[Task goal] Extract every entry word for word. Skip the pictures.

[Source data]
= = = = = = =

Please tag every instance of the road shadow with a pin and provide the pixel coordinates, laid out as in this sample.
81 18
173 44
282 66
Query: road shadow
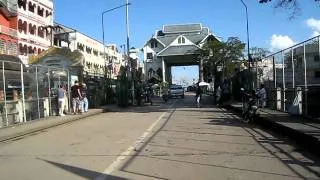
84 173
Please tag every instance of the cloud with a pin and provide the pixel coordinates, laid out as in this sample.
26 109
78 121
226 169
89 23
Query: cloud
314 24
279 42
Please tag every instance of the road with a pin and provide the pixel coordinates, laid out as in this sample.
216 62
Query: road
166 141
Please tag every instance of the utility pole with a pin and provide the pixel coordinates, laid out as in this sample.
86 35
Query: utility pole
128 50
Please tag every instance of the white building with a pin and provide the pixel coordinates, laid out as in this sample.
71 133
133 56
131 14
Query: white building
35 19
92 50
175 45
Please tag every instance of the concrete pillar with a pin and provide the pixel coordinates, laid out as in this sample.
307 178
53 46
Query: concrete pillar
163 70
201 70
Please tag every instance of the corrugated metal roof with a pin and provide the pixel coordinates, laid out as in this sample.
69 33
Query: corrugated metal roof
182 28
179 50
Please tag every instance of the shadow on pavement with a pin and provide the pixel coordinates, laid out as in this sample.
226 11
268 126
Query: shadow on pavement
273 146
85 173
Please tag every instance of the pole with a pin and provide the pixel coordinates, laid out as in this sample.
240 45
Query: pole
248 42
38 100
128 49
5 93
22 93
103 39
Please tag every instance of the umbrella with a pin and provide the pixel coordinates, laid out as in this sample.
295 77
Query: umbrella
203 84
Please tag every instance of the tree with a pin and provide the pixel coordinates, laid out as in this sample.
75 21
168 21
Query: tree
222 54
292 5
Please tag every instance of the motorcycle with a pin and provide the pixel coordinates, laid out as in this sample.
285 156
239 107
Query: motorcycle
250 107
165 97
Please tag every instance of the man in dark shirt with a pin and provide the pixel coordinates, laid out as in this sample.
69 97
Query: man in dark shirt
76 96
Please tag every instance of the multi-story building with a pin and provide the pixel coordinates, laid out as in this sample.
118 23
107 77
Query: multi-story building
35 27
8 27
114 59
92 51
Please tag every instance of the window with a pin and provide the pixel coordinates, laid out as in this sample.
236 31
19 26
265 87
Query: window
40 32
22 4
317 74
31 7
40 11
181 40
154 44
316 58
149 56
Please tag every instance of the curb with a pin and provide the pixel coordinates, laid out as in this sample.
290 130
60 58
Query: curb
306 141
54 124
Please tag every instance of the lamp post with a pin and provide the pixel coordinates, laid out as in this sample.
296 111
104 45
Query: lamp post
128 50
248 40
103 39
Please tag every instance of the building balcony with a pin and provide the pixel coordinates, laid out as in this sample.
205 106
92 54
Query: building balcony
8 31
8 8
8 48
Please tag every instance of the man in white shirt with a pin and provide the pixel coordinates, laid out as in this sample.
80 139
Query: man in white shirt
262 94
61 98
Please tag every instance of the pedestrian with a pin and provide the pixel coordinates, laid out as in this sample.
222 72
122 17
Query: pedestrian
262 96
84 100
61 99
198 94
218 95
76 96
225 91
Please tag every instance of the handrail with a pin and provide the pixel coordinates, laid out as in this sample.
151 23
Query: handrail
8 31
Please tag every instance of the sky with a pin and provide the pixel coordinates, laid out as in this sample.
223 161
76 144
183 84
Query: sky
269 28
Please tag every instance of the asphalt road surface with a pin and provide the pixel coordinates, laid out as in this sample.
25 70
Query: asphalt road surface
175 140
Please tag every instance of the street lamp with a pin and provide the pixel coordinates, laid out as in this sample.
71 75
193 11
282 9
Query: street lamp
102 23
248 41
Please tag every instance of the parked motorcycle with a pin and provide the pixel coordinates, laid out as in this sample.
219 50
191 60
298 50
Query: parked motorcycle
165 97
250 107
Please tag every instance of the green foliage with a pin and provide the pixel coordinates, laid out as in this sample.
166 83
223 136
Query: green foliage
225 54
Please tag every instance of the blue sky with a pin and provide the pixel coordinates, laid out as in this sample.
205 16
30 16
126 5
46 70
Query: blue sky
269 28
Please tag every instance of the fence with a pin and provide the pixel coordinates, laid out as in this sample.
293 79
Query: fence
292 78
29 92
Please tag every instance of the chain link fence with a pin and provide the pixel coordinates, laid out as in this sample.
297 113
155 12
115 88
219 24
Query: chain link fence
30 92
292 78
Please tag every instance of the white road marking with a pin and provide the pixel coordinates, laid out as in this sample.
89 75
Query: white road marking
129 151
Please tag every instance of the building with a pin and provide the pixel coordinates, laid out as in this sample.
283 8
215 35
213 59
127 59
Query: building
35 27
91 64
114 60
175 45
8 27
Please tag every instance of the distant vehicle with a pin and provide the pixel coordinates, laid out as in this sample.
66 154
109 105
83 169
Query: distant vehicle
191 88
176 91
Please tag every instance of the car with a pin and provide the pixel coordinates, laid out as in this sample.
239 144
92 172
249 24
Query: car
176 91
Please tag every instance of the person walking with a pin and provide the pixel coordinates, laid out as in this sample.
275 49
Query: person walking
84 100
198 95
61 99
218 95
262 96
76 96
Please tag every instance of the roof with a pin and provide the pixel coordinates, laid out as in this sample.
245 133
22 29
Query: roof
178 50
195 37
182 28
11 62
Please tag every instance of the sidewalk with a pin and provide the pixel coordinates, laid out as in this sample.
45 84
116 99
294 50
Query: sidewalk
31 127
304 132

= = = = = = =

[Final result]
Please tag every instance of the road shadow with a pin and provide the pixel coordinates, laid out as in this sample.
81 18
173 44
282 66
Query: road shadow
84 173
Please tag every instance of the cloud with a pin and provide the pixel coordinates, laid out as in this sample.
26 109
78 121
226 169
89 23
Query: cloud
314 24
279 42
Please tag every instance of the road with a pin and provide the pixel coordinates, laid out as in this sample.
216 62
Query: road
166 141
Please tag every instance of the utility pole with a pin and provide the pixel coordinates, laid out as in this sample.
86 35
Query: utility pole
128 50
Please tag every instance of the white building with a pin and provide the pixel coordinates, laid out as in this sample.
71 133
133 56
131 14
Query: white building
35 19
92 50
175 45
Please tag every instance of the concrete pillar with a pin and provide the pixel coordinates, laid out as in this sample.
307 178
53 46
Query: concrete pillar
163 70
201 70
Please tag every instance of the corrugated metal roof with a pin and provide the pixel coordinates, laid out as in this sample.
69 33
Query: corrugated metal roof
182 28
179 50
Please tag every instance of the shadow on pavement with a pin and provide the pixel coordinates, laid out as in this sample.
226 11
268 126
Query: shadow on pavement
273 146
85 173
Please tag every instance of the pole with a pin and provide the pixel coordinates, laid out as in this sample.
240 45
Query: pole
248 42
38 100
128 49
5 93
22 93
103 39
Please tag every instance of the umbrella with a pin and provide the pixel coordinates, laid out as in this sample.
295 77
Query: umbrella
203 84
Please tag every instance of the tree with a pin and provide the pixel coordinates, laid out as in this sample.
75 21
168 21
Query: tree
222 54
292 5
Please tag every instance of the motorcycle with a pin and provide the pixel coordinates, laid out as in this sample.
285 156
239 107
Query: motorcycle
250 107
165 97
Please tag every instance of the man in dark shirt with a pin and provide the pixel coordinates, laid out as in this sample.
69 97
Query: man in dark shirt
76 96
Please tag every instance of the multi-story building with a pin and provide the pixel coordinates, laid out as in this sample.
118 23
107 77
Query: multi-story building
35 27
8 27
114 59
92 51
Please tag every instance of the window with a pin and provide the pixel coordinates, laid out as in this sample.
236 31
19 26
265 87
Query: window
40 32
22 4
317 74
31 7
40 11
181 40
154 44
316 58
149 56
Please tag every instance of the curb with a pin and provide the pixel coordinates, laid out as in this sample.
290 130
60 58
Query: curb
306 141
54 124
Please tag every instance of the lamp post with a pin and provide the pixel coordinates, laid out as in this sample.
296 111
104 45
Query: lamp post
128 50
248 40
103 39
Please tag every instance of the building balcony with a pin and provide the pixel coordinates, laid out as in this sample.
205 106
92 54
Query: building balcony
8 31
8 8
8 48
Please tag every instance of the man in white shirt with a pin and provide the pixel coordinates, laid out as in this sample.
80 139
Query: man in white shirt
262 94
61 98
Please tag every instance of the pedestrian with a pin and provide the pixel coordinates, laid out as in this sample.
222 72
122 17
Query: pedestrian
262 96
84 100
61 99
198 94
218 95
76 96
225 91
Please tag every instance of the handrail with a pin and provide the pixel coordinates, laid out as in this sample.
151 23
Query: handrail
8 31
Please tag every instance of the sky with a pin and provide the pixel coordinates, laid out as in this sample.
223 161
76 144
183 84
Query: sky
269 28
Please tag every instance of the asphalt road surface with a pin and provide the pixel coordinates, laid out as in this sample.
25 70
Query: asphalt road surface
175 140
Please tag every instance of the street lamp with a pin and provide the pixel coordinates, laid out as in this sample.
71 75
193 11
282 9
Query: street lamp
102 23
248 41
Please tag every instance of the parked motorcycle with a pin and provide the pixel coordinates, laid out as in this sample.
219 50
191 60
298 50
Query: parked motorcycle
165 97
250 107
Please tag every instance of the green foliage with a pin and provide the pixel coordinates, laid out as in this sample.
166 83
223 136
Query: green foliage
225 54
Please tag every instance of the blue sky with a pin and provide the pixel coordinates, laid out as in this sample.
205 16
30 16
126 5
46 70
Query: blue sky
269 28
Please tag every instance of the fence with a pin and provide the pixel coordinates, laid out as in this sample.
293 79
Query: fence
292 78
29 92
Please tag every instance of the chain link fence with a pin and provide the pixel coordinates, laid out as in this sample.
297 113
155 12
115 88
219 24
Query: chain link fence
30 92
292 78
Please tag every instance of the white road marking with a pin and provide the pixel coordinates, laid out as in this sample.
89 75
Query: white road marking
129 151
Please tag every instance of the building with a pin and provide the pixel coordinates, laid out as in this sample.
283 8
215 35
213 59
127 59
Query: building
35 27
91 64
114 60
175 45
8 27
Please tag every instance of the distant vehicle with a pin and provide the pixel coordinates, laid out as in this sample.
66 154
109 105
83 169
Query: distant vehicle
191 88
176 91
Please tag every instance of the car with a pin and provide the pixel coordinates, laid out as in this sample.
239 144
92 172
249 24
Query: car
176 91
Please tag every instance of the person walking with a pin and provide the pixel coordinates, laid out as in this sample.
275 49
Query: person walking
84 100
198 95
61 99
218 95
262 96
76 96
Please tag every instance of the roof with a pin and provide the pixel coordinates, laid out as in this sample.
245 133
22 29
Query: roof
178 50
195 37
182 28
11 62
Please tag every instance of the sidewalk with a pin and provide the pixel coordinates, laid out as in this sample.
45 84
116 99
294 50
Query: sidewalk
31 127
304 132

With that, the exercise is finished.